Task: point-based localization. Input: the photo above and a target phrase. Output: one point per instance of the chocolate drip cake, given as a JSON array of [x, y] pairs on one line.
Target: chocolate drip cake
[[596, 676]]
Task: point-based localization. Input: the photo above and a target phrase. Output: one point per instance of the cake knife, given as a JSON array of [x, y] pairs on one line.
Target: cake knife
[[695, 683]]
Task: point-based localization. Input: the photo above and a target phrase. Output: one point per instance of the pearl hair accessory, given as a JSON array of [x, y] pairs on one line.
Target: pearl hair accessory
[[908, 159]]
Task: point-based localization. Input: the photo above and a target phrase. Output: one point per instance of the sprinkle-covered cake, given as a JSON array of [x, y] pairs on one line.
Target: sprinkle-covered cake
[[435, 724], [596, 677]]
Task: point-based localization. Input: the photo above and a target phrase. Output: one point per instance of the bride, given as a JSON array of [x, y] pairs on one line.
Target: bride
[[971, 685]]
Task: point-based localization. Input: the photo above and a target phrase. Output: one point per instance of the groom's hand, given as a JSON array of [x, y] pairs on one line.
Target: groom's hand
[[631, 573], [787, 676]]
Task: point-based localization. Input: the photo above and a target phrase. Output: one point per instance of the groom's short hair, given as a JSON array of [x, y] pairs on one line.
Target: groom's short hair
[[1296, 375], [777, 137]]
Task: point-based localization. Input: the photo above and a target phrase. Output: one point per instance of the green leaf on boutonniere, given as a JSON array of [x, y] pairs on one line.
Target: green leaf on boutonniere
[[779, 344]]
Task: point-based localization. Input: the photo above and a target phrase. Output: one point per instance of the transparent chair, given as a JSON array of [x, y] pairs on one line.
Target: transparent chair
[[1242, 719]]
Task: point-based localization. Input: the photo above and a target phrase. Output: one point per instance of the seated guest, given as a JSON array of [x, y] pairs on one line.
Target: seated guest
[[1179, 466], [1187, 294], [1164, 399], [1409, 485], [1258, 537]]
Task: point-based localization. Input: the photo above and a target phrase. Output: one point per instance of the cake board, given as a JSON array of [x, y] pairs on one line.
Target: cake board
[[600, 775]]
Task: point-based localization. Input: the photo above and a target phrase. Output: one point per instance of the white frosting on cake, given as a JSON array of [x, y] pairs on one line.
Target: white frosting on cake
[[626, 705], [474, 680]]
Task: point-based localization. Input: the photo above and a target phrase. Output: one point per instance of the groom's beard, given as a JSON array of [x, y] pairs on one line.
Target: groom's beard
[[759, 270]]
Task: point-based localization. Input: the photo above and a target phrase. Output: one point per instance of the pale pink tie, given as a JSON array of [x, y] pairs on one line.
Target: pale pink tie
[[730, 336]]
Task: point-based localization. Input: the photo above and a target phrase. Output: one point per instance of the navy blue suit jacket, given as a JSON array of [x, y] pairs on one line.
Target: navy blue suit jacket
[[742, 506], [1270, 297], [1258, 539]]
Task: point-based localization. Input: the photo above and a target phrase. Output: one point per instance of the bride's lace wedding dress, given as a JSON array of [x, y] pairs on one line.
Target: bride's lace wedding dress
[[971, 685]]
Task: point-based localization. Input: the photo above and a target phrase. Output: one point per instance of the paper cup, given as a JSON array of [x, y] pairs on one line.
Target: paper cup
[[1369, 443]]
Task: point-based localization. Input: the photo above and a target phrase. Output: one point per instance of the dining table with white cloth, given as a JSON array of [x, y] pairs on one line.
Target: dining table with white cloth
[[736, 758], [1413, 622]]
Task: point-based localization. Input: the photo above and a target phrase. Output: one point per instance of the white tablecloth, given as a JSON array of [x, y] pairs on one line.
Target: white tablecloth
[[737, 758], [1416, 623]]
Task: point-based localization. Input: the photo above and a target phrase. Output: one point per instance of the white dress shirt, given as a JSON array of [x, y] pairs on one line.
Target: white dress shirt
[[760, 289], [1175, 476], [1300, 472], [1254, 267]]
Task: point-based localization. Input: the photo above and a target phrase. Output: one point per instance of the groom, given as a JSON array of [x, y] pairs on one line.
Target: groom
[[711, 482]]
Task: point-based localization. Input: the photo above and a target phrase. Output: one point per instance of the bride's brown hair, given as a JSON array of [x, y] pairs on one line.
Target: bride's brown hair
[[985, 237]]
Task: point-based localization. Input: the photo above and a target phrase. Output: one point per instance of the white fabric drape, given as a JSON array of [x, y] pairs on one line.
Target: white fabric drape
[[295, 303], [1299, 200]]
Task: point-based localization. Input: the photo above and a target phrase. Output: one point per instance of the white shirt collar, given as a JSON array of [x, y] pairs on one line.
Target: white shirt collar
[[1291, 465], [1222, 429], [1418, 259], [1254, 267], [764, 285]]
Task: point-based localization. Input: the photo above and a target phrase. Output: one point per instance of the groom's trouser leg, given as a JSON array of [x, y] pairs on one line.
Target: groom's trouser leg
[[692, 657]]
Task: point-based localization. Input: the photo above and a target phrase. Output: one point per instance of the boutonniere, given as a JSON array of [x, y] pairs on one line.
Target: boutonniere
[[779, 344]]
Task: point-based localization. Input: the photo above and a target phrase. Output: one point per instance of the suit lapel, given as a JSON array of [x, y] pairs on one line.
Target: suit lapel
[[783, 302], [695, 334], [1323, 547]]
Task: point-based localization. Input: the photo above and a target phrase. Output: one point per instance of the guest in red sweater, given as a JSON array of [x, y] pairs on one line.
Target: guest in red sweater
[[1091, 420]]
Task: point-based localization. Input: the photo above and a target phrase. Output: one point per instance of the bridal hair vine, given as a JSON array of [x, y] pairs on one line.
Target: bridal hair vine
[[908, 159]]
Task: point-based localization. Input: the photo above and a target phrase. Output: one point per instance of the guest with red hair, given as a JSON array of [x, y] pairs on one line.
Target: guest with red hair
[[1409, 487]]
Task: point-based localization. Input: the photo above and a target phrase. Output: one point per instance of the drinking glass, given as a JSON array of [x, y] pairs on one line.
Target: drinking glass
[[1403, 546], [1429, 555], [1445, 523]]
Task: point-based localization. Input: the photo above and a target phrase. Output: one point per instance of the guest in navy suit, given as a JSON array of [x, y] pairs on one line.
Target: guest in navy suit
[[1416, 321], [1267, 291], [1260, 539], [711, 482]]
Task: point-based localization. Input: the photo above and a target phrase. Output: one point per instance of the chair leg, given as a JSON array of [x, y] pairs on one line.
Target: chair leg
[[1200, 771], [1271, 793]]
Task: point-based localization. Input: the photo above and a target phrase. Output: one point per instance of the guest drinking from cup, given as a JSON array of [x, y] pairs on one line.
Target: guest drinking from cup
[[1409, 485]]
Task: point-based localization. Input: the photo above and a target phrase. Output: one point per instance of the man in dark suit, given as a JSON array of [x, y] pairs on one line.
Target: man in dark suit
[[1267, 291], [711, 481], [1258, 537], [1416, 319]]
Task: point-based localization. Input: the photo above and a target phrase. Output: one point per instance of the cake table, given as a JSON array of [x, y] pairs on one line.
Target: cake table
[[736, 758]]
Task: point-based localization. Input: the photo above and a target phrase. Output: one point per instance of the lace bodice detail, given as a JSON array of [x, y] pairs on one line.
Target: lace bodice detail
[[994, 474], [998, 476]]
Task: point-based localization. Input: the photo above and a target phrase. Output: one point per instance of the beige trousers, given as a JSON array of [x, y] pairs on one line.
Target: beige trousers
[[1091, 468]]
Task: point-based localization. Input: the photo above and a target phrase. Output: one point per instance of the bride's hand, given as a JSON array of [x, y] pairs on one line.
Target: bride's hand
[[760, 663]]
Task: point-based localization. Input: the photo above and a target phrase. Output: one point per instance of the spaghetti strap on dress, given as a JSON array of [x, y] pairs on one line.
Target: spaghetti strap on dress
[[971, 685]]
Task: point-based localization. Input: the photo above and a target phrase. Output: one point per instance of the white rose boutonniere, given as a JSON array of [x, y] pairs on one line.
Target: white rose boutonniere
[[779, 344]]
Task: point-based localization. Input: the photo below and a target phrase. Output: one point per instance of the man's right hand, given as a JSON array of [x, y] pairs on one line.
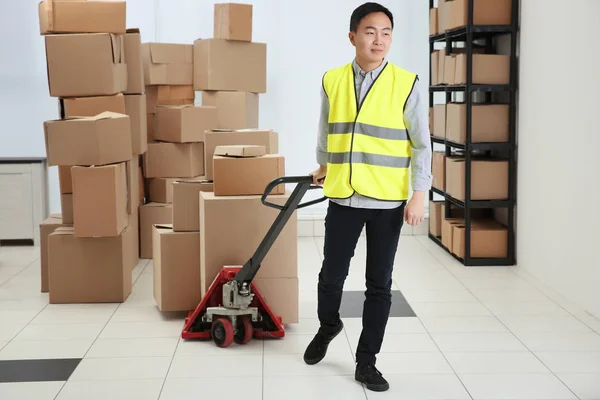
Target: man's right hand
[[319, 175]]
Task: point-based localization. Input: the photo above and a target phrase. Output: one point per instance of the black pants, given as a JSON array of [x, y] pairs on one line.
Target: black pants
[[343, 226]]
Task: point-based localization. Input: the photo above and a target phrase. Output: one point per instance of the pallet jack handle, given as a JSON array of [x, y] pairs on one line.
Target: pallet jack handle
[[304, 183]]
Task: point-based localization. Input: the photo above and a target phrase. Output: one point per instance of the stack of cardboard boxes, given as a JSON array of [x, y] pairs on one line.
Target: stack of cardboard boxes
[[95, 71], [489, 124], [218, 219]]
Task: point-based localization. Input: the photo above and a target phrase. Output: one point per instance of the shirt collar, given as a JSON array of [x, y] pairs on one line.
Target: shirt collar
[[358, 70]]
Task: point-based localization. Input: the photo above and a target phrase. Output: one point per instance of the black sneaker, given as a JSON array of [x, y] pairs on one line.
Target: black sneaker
[[317, 349], [371, 377]]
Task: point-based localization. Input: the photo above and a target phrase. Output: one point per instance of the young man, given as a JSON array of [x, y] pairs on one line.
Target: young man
[[373, 128]]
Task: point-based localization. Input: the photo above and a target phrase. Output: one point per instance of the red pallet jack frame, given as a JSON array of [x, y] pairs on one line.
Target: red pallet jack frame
[[233, 310]]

§ Goal of the exercise: Rewrite the data from the line with "of the seated" to the line with "485], [1258, 537]]", replacing "guest" with "visitor" and leaving everything else unchanged. Return only those lines.

§ The reply:
Task: point-based localization. Input: the photo above and a target phrase. Output: one point per instance of the seated visitor, given as a JSON array of [x, y] pairs on one line.
Target: seated visitor
[[1179, 466], [1187, 294], [1164, 399], [1409, 485], [1258, 537]]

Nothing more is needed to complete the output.